Please sum up the article on console generations in two sentences.

→ Source:
•••••

Why PS4 Pro and Xbox Project Scorpio are just cunning fanboy marketing
Blur the generation lines at your peril, guys
We really don't need Microsoft's Project Scorpio or Sony's PS4 Pro. They're nothing more than specs-based contests between hardware vendors, and they risk driving an unnecessary wedge into the console market from which video games may never recover.
There's a rule in video games hardware that has kept the console market intact while PCs have remained, for good or ill, the Wild West. That rule is the delineation of console ‘generations', and without it we could be looking at a near, or total, collapse of what we currently recognise as the video games market.
A rash forecast? Perhaps, but hear me out. There was a time when the games-buying public had too much choice, especially in the US.
From the Atari 2600 to the ColecoVision, Odyssey 2, Fairchild II, even the Atari 5200 eating the company's own business, not to mention the likes of Coleco and Mattel being allowed to create clones to play 2600 games, nobody knew what hardware to buy to play their games on.

•••••

→ Entries:
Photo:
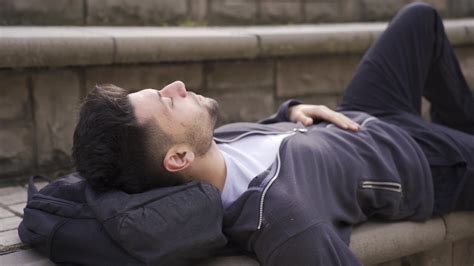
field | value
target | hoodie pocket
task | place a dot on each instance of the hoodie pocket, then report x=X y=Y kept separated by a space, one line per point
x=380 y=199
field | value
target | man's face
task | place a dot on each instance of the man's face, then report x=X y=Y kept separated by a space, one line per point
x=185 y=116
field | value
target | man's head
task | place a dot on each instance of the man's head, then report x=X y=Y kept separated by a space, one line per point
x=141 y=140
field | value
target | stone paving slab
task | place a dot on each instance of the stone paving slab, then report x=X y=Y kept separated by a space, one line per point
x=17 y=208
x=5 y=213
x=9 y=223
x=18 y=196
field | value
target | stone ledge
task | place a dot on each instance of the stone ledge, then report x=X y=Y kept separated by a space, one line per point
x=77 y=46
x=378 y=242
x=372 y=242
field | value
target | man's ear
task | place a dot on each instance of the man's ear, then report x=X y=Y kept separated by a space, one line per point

•••••

→ The result: The article argues that Microsoft's Project Scorpio and Sony's PS4 Pro are unnecessary specs-based contests between hardware vendors that risk driving a wedge into the console market from which video games may never recover. It holds that the delineation of console generations has kept that market intact, and it recalls a time when US buyers faced so many competing systems, from the Atari 2600 to the ColecoVision, that nobody knew what hardware to buy.